DESCRIPTION OF THE TASK – For each entry that follows, write out an identical copy.

Spatial localization data
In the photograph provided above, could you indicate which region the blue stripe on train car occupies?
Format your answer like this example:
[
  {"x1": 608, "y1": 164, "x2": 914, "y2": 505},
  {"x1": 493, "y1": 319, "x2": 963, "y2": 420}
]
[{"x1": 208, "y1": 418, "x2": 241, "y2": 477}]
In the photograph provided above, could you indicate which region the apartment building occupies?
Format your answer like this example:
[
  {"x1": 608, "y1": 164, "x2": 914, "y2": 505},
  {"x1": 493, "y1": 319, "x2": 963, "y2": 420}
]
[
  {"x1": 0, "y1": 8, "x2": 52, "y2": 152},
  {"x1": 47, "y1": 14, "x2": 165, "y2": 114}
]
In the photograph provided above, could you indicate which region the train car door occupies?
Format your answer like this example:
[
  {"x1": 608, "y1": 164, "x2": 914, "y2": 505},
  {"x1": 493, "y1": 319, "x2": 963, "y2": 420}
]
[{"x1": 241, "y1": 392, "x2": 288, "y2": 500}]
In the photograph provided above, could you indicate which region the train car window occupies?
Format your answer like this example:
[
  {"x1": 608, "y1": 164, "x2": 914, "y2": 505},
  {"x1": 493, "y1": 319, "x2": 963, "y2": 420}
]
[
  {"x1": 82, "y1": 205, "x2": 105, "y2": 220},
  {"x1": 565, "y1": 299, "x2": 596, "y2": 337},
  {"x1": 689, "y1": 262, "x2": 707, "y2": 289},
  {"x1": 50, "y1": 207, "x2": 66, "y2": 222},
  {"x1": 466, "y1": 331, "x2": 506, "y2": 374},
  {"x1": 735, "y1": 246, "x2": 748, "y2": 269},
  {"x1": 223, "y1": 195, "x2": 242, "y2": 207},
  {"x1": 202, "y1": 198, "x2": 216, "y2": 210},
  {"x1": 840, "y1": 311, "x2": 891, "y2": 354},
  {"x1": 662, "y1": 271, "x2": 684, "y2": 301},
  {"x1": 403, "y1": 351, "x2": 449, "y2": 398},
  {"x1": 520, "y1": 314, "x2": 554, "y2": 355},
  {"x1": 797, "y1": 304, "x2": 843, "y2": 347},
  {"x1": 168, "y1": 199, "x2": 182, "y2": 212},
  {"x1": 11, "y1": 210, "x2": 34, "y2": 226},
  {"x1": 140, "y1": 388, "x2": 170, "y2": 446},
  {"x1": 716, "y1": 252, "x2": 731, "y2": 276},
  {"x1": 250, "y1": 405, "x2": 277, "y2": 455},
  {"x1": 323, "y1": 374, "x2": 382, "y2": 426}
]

YOUR SOLUTION –
In the photograph provided above, could you indicate which region the blue stripe on train car occupies?
Format your answer like this example:
[
  {"x1": 608, "y1": 164, "x2": 914, "y2": 505},
  {"x1": 493, "y1": 319, "x2": 963, "y2": 420}
]
[{"x1": 208, "y1": 418, "x2": 241, "y2": 477}]
In the photograph provided above, could you indicate which region the apartment building occupies?
Format your answer like this example:
[
  {"x1": 608, "y1": 164, "x2": 914, "y2": 505},
  {"x1": 493, "y1": 319, "x2": 963, "y2": 420}
]
[
  {"x1": 0, "y1": 8, "x2": 52, "y2": 152},
  {"x1": 47, "y1": 14, "x2": 165, "y2": 114}
]
In the photograph provided above, could you indicate which region the train car door occupies?
Format your answer like this example:
[
  {"x1": 608, "y1": 164, "x2": 914, "y2": 505},
  {"x1": 493, "y1": 319, "x2": 963, "y2": 420}
]
[{"x1": 241, "y1": 392, "x2": 288, "y2": 500}]
In the photograph provided above, could you indicate which region the train car window occupies?
Format your answer like this example:
[
  {"x1": 608, "y1": 164, "x2": 914, "y2": 505},
  {"x1": 493, "y1": 319, "x2": 963, "y2": 420}
]
[
  {"x1": 82, "y1": 205, "x2": 105, "y2": 220},
  {"x1": 565, "y1": 299, "x2": 596, "y2": 337},
  {"x1": 689, "y1": 262, "x2": 707, "y2": 289},
  {"x1": 50, "y1": 207, "x2": 66, "y2": 222},
  {"x1": 466, "y1": 331, "x2": 506, "y2": 374},
  {"x1": 735, "y1": 246, "x2": 748, "y2": 269},
  {"x1": 223, "y1": 195, "x2": 242, "y2": 207},
  {"x1": 202, "y1": 198, "x2": 216, "y2": 210},
  {"x1": 840, "y1": 311, "x2": 891, "y2": 354},
  {"x1": 662, "y1": 271, "x2": 684, "y2": 301},
  {"x1": 403, "y1": 351, "x2": 449, "y2": 398},
  {"x1": 520, "y1": 314, "x2": 554, "y2": 355},
  {"x1": 797, "y1": 304, "x2": 843, "y2": 347},
  {"x1": 168, "y1": 199, "x2": 182, "y2": 212},
  {"x1": 11, "y1": 210, "x2": 34, "y2": 226},
  {"x1": 140, "y1": 388, "x2": 170, "y2": 446},
  {"x1": 716, "y1": 252, "x2": 731, "y2": 276},
  {"x1": 250, "y1": 405, "x2": 277, "y2": 455},
  {"x1": 323, "y1": 374, "x2": 382, "y2": 426}
]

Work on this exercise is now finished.